> AUSGEWÄHLTER TEXT:
Von Jäger selbst zum Beispiel stammt die "Strand-Kalligraphie": Drei Bilder zeigen angeschwemmtes Seegras, das aber kaum mehr als solches zu erkennen ist. Alle Farbe hat der Fotograf den Aufnahmen entzogen, und die Kontraste hochgefahren, so dass feine, grafische Arbeiten entstanden sind. "Jetzt erinnert mich das Gras an Zeichen in einer unbekannten Schrift. Oder was sehen Sie?", fragt er.

Wer kann das lesen? Volker Jäger hat am Strand Kalligrafie entdeckt. (Foto: Volker Jäger/oh)

Ebenfalls ohne Farbe arbeitet Bernhard Jungwirth bei seiner fünfteiligen Serie "Unterwegs", der ein Zitat von Goethe beigestellt ist: "Nur wo du zu Fuß warst, bist du auch wirklich gewesen." Als passionierter Wanderer hat Jungwirth auf Fernwanderwegen in Deutschland und der Schweiz fotografiert und dabei unterschiedliche Landschaften als auch Wettersituationen festgehalten. Besonders reizvoll aber sind diese Aufnahmen, weil den eigentlich gängigen Motiven hier die Farbe fehlt.

Mal nicht in schwarz-weiß, sondern mit ein bisschen Farbe hat Sebastian Kugler ein für ihn typisches Sujet gestaltet: die mit einer Folie tanzende Frau. Durch eine vergleichsweise lange Belichtungszeit und eine fast monochrome Farbgebung verleiht er diesen Szenen - Titel: "In Bewegung" - eine sanfte und zugleich geheimnisvolle Wirkung.

Vorhang auf! Sebastian Kugler inszeniert seine Motive sehr gerne. (Foto: Sebastian Kugler/oh)

> BEREITGESTELLTE DATEN:

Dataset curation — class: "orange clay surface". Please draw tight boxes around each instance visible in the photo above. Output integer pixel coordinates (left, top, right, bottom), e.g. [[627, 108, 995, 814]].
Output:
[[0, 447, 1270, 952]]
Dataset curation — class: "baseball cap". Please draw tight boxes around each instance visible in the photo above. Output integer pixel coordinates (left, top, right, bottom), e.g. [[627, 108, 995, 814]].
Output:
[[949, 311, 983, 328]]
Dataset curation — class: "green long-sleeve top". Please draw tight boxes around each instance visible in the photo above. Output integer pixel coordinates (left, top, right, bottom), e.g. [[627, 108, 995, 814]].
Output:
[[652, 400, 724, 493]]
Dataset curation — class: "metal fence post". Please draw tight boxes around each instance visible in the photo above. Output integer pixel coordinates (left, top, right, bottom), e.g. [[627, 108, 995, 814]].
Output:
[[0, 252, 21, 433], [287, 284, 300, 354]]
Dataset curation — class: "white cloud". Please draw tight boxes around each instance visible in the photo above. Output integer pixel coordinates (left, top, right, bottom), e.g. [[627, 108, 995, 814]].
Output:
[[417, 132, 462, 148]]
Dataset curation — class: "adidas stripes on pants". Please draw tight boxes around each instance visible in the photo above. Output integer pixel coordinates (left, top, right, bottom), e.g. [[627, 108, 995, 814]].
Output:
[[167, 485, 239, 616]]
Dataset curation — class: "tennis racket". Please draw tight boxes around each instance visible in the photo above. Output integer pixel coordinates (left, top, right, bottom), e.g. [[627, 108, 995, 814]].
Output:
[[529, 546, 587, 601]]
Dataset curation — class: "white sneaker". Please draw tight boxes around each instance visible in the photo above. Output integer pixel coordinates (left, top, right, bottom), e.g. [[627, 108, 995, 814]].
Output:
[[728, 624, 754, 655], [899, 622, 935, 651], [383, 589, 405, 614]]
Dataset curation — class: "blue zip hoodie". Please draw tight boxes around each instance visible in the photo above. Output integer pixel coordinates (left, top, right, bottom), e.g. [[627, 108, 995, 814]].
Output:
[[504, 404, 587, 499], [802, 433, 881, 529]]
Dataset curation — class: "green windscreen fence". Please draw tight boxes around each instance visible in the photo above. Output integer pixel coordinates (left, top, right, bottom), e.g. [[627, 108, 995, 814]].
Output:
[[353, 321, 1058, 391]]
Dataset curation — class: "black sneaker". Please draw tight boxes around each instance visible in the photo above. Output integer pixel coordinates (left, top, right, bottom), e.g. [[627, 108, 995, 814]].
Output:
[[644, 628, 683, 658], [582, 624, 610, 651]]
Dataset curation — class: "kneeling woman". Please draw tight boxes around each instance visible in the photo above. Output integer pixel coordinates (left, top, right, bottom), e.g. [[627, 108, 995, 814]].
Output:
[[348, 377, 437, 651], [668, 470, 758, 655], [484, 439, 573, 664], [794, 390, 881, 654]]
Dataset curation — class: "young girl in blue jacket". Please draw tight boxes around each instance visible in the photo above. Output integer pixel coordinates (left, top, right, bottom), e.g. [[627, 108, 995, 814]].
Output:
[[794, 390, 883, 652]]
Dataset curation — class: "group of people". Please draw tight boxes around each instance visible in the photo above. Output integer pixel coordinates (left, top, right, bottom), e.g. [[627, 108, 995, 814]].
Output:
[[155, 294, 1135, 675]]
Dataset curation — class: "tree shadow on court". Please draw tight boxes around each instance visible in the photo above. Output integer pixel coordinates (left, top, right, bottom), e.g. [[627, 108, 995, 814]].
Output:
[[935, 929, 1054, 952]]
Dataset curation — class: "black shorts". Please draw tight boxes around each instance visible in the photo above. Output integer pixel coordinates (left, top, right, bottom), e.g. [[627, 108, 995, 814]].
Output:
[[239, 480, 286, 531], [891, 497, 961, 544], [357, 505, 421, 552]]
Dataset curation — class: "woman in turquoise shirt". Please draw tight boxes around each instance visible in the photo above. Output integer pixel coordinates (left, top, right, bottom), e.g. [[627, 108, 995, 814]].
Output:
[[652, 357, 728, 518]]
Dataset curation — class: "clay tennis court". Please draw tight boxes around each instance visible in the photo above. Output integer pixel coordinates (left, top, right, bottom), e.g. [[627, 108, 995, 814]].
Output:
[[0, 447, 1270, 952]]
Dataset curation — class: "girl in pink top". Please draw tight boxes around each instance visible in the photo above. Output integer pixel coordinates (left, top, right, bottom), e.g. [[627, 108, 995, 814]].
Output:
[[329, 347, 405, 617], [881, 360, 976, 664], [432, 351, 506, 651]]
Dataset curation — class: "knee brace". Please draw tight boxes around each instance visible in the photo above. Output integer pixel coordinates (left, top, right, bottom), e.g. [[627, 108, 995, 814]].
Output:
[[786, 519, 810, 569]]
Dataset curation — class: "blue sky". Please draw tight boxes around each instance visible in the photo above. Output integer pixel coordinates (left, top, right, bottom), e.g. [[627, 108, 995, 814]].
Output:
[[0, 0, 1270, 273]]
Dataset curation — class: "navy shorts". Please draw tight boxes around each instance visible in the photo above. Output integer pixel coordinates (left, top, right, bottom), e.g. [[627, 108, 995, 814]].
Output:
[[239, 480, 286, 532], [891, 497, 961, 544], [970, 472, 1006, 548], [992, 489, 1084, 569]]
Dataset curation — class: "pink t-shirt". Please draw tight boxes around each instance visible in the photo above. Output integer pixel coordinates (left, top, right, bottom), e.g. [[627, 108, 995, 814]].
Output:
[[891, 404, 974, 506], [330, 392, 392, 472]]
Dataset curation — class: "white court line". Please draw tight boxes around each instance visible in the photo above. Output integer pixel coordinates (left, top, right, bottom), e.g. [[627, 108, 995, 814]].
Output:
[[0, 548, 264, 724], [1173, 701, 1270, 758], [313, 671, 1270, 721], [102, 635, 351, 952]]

* * *

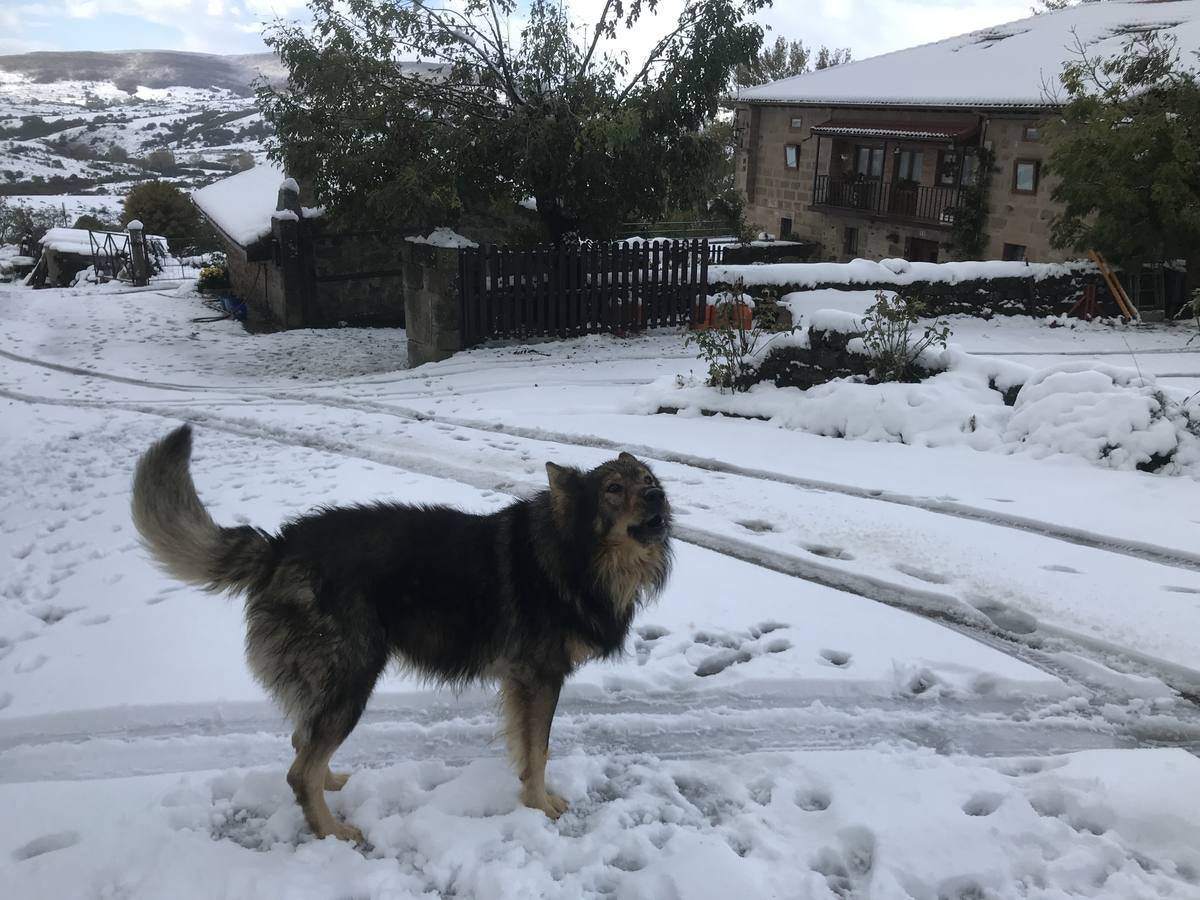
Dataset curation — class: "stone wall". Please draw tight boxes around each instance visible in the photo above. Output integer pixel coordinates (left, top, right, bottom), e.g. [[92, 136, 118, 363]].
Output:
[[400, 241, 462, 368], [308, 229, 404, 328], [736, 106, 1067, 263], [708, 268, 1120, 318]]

...

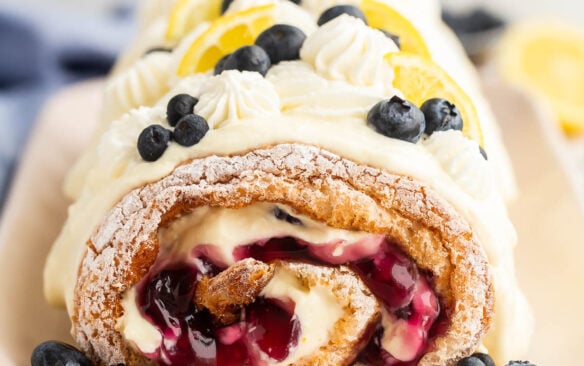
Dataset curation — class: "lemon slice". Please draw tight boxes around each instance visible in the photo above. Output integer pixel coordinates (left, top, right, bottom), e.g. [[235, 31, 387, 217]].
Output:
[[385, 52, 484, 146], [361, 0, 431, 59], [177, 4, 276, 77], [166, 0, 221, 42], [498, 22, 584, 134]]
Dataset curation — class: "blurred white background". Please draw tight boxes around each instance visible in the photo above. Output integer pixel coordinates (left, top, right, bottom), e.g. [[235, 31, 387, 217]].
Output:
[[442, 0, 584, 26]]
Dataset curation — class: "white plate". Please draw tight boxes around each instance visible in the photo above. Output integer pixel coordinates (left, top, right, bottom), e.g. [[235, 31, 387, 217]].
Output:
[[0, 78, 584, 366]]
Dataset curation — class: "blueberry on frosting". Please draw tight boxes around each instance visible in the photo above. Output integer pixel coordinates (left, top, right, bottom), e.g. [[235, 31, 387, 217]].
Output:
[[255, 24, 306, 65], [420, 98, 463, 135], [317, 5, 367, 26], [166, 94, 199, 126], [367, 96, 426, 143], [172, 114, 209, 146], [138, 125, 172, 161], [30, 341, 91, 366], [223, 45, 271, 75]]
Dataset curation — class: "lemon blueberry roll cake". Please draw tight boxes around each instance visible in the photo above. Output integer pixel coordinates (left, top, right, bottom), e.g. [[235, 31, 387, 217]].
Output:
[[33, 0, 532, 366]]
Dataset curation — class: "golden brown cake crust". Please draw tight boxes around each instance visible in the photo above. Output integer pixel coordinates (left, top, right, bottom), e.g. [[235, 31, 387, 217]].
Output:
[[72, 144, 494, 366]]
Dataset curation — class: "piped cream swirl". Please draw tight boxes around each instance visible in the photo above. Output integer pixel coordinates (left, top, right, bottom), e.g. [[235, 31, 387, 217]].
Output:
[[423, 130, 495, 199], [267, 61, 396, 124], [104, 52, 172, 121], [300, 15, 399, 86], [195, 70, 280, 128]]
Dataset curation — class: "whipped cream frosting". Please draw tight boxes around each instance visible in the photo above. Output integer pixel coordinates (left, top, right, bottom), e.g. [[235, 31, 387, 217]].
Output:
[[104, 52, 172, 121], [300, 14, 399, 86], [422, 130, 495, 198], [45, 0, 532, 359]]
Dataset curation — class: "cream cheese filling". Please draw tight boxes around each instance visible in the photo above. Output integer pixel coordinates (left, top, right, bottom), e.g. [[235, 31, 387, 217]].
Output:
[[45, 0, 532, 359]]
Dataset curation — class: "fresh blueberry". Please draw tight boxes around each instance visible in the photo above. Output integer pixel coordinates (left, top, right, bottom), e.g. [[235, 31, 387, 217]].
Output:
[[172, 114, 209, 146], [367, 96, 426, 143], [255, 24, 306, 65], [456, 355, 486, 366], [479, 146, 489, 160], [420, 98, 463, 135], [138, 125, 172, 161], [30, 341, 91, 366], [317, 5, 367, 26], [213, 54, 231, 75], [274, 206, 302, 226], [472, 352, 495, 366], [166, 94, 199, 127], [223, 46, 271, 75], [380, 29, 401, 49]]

> ZU BEARBEITEN:
1. In welchen Ländern hat Bernhard Jungwirth laut dem Text über die Fotoserien auf Fernwanderwegen fotografiert?
2. Führe den Text über die Fotoserien im gleichen Stil nach seinem letzten Satz fort.

> LÖSUNGEN:
1. In Deutschland und der Schweiz.

2.
Mit sehr wenig Farbe kommt auch Gisela Wimmer aus. "Dramatisch..." hat sie ihre kleine Serie getauft - völlig zu Recht. Obwohl eigentlich nur Pfützen zu sehen sind. Doch die darin eingefangenen Spiegelungen von Wolken und Bäumen haben es in sich, vor allem, weil Oberflächeneis die Perspektive verschiebt. Außerdem setzt die Sonne effektvolle Highlights in die düstere Szenerie.

Sehr künstlerisch kommen auch die Arbeiten von Norbert Alexy daher. Er hat mit seiner Kamera die Säulenhalle "Stoa 169" bei Polling besucht und stellt dem Betrachter nun vier dieser individuell gestalteten Pfeiler vor - sowohl mit Aufnahmen aus besonderen Perspektiven als auch von einzelnen Details.

Kunstsäulen künstlerisch in Szene gesetzt hat Norbert Alexy. (Foto: Norbert Alexy/oh)

Ein in der Schau öfter wiederkehrendes Sujet ist die die Architekturfotografie. Da gibt es von Harald Biebel bunte portugiesische Strandhäuser zu sehen und moderne Architektur aus besonderem Blickwinkel, an anderer Stelle den schiefen Turm von Pisa, von Gilbert Pinggera extra verwackelt in Szene gesetzt, oder "Urbane Projektionen" von Sebastian Kugler. Diese Abstraktionen erzeugen durch starke horizontale wie auch vertikale Linien und leuchtende Farbpartien eine nachhaltige Spannung.

Ebenfalls häufig um Architektur geht es bei den diesjährigen AV-Schauen der Fotofreunde. Norbert Alexy belebt am Königsplatz den Slapstick-Stil wieder, Volker Jäger entführt die Zuschauer in den ehemaligen "Regierungsbunker" im Ahr-Tal bei Bonn und Harald Biebel hat sich sowohl die Stadt der Künste und Wissenschaften in Valencia als auch eine ehemalige Porzellanfabrik in Arzberg, Oberfranken, angesehen.

Harald Biebel ist ein Perfektionist. Diese Aufnahme zum Beispiel hat er zeitaufwändig in Fineart-Technik bearbeitet. (Foto: Harald Biebel/oh)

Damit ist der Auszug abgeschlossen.